:: STATED GOAL ::
Turn everything from the very start of the items down to the line containing "[[461, 184]]", that line included, into a numbered list, leaving out any blank lines.

:: EXTRACTED RECORDS ::
## BEGIN
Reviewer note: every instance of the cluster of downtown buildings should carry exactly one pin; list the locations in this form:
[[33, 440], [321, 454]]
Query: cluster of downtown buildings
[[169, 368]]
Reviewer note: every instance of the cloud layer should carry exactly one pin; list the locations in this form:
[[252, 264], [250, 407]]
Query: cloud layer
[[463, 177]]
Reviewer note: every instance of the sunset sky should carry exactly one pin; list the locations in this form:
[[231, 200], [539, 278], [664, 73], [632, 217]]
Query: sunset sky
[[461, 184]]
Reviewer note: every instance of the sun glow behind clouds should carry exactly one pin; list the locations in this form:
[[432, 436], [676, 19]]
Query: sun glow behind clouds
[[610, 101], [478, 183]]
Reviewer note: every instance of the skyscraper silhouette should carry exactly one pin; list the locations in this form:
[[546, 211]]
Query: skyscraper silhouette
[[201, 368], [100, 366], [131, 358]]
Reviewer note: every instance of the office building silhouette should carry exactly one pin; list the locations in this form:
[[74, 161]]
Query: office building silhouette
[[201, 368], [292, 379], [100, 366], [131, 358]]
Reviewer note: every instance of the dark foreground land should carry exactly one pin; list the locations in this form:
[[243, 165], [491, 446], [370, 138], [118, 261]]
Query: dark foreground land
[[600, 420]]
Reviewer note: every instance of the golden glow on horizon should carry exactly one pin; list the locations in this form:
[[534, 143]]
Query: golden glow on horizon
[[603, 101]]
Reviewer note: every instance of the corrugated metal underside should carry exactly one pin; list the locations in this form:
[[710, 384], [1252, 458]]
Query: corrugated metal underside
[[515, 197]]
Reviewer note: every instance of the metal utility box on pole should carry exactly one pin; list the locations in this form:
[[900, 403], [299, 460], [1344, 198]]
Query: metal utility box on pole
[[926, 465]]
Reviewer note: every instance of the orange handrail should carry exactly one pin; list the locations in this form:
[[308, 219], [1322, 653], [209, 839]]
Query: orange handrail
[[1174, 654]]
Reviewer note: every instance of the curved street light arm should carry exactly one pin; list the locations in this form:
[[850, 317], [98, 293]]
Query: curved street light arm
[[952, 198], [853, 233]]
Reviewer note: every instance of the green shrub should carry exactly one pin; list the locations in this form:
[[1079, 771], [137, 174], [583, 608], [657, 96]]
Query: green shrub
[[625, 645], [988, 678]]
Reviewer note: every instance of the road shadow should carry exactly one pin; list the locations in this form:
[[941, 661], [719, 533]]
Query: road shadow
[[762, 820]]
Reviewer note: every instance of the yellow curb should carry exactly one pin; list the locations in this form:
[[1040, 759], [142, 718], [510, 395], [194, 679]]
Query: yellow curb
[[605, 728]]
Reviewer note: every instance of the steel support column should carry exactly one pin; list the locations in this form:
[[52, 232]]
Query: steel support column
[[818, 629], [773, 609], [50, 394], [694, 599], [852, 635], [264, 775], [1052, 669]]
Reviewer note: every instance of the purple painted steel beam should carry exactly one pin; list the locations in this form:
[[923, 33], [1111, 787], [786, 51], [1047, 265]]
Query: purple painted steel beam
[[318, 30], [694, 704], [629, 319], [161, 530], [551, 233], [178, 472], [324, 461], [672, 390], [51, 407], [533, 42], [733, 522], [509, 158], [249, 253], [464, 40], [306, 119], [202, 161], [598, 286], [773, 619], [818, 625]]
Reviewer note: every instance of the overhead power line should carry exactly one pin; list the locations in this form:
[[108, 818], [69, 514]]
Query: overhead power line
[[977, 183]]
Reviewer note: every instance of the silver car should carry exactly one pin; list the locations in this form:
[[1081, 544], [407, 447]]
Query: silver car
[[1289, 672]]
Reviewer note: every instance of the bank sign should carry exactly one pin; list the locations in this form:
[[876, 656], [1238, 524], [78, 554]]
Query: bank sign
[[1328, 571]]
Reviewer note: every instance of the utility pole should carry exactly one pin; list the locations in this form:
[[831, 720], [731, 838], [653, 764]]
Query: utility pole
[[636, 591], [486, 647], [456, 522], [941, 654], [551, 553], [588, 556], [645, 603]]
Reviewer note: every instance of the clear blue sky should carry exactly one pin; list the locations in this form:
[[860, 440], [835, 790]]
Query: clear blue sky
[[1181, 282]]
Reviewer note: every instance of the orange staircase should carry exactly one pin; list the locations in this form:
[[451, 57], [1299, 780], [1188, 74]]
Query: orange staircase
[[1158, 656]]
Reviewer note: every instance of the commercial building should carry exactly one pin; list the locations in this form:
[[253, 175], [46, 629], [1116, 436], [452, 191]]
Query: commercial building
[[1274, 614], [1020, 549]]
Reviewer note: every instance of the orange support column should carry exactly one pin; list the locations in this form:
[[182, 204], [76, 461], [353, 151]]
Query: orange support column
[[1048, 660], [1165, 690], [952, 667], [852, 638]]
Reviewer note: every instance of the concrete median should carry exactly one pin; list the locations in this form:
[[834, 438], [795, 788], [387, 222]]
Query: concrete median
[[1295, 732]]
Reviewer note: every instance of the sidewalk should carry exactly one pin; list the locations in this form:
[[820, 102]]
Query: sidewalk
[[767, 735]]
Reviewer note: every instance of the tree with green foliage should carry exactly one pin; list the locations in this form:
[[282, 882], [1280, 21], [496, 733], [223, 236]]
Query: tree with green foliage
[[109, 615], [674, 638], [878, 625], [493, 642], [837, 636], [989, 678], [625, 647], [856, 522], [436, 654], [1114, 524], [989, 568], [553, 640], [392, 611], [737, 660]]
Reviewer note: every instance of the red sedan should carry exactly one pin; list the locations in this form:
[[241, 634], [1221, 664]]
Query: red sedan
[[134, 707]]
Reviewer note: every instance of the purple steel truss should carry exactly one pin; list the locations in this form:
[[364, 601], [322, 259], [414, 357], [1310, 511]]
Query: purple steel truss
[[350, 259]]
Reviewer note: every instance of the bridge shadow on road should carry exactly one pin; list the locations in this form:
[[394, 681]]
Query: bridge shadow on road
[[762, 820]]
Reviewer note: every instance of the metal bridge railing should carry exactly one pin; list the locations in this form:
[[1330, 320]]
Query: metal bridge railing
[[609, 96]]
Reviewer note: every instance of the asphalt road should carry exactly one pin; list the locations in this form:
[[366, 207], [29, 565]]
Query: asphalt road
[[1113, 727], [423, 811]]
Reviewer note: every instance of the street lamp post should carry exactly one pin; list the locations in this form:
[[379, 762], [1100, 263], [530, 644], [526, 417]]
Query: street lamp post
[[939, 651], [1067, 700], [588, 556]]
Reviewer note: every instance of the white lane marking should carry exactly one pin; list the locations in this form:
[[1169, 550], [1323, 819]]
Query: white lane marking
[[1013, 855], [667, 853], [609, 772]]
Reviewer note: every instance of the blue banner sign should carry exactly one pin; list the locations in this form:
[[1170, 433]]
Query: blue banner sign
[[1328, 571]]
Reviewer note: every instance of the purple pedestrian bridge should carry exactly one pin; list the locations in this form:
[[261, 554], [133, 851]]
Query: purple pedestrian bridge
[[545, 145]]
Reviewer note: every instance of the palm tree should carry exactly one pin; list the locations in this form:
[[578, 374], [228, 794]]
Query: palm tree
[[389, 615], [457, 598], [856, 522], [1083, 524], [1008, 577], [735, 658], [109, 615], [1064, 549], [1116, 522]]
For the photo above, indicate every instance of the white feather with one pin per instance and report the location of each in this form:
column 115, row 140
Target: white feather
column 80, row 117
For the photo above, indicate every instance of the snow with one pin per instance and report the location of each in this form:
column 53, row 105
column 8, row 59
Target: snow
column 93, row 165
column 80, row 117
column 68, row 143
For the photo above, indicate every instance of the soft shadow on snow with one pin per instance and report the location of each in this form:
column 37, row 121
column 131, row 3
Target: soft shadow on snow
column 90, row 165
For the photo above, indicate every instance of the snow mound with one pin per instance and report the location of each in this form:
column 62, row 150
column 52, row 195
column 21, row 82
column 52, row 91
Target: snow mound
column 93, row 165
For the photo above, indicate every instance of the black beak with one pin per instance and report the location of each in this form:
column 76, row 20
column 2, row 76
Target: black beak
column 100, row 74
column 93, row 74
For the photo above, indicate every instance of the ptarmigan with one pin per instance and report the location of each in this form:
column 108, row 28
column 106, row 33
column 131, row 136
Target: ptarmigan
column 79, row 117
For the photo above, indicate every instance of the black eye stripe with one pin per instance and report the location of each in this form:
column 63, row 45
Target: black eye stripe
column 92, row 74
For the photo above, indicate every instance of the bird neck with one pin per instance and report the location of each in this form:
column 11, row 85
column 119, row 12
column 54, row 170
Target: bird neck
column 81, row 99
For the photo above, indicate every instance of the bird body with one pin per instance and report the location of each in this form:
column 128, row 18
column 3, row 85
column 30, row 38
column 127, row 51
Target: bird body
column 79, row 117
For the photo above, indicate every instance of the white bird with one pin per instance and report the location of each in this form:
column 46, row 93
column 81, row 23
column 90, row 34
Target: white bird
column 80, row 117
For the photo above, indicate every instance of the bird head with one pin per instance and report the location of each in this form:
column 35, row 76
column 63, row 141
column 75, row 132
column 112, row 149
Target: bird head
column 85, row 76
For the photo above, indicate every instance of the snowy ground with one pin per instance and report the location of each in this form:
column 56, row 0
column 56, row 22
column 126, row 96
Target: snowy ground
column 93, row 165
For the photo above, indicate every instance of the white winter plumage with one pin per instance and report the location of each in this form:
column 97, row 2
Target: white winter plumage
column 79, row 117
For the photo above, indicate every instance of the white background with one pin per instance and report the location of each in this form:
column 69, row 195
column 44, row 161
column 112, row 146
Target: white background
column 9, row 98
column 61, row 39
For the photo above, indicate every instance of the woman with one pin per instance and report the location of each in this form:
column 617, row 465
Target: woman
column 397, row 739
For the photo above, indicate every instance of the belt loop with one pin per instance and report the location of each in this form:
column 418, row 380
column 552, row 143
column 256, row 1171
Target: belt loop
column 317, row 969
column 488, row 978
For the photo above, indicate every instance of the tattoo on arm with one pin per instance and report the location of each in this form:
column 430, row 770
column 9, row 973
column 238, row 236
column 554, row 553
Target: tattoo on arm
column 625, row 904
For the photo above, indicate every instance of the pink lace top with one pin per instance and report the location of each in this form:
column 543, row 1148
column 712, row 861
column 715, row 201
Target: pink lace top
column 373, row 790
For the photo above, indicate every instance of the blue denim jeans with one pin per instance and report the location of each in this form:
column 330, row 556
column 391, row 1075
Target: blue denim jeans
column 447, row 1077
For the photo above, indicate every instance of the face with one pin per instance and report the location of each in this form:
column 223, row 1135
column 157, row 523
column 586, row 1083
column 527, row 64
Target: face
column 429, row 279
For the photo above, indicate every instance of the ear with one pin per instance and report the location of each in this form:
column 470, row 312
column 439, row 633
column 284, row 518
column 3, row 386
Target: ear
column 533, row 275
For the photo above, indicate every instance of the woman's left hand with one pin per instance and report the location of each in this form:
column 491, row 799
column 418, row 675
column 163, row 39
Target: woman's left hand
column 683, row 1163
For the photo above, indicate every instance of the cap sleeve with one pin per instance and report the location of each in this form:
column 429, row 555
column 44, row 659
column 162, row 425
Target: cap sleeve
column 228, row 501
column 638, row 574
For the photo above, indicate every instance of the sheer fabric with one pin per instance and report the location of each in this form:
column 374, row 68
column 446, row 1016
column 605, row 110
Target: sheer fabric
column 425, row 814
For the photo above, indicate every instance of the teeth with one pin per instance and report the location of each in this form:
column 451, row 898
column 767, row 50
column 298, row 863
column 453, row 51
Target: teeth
## END
:: RESPONSE BELOW ::
1. Reviewer note: every instance of the cluster of downtown buildings should carry exactly one pin; list the locations in this form:
2. [[33, 440], [321, 454]]
3. Query: cluster of downtown buildings
4. [[169, 368]]
5. Reviewer note: every instance of the cloud layer should carry exactly one pin; list the locations in this form:
6. [[252, 264], [250, 407]]
7. Query: cloud layer
8. [[463, 177]]
9. Reviewer note: every instance of the sunset sky should carry exactly one pin; list the locations in this form:
10. [[231, 200], [539, 278], [664, 73], [632, 217]]
11. Query: sunset sky
12. [[461, 184]]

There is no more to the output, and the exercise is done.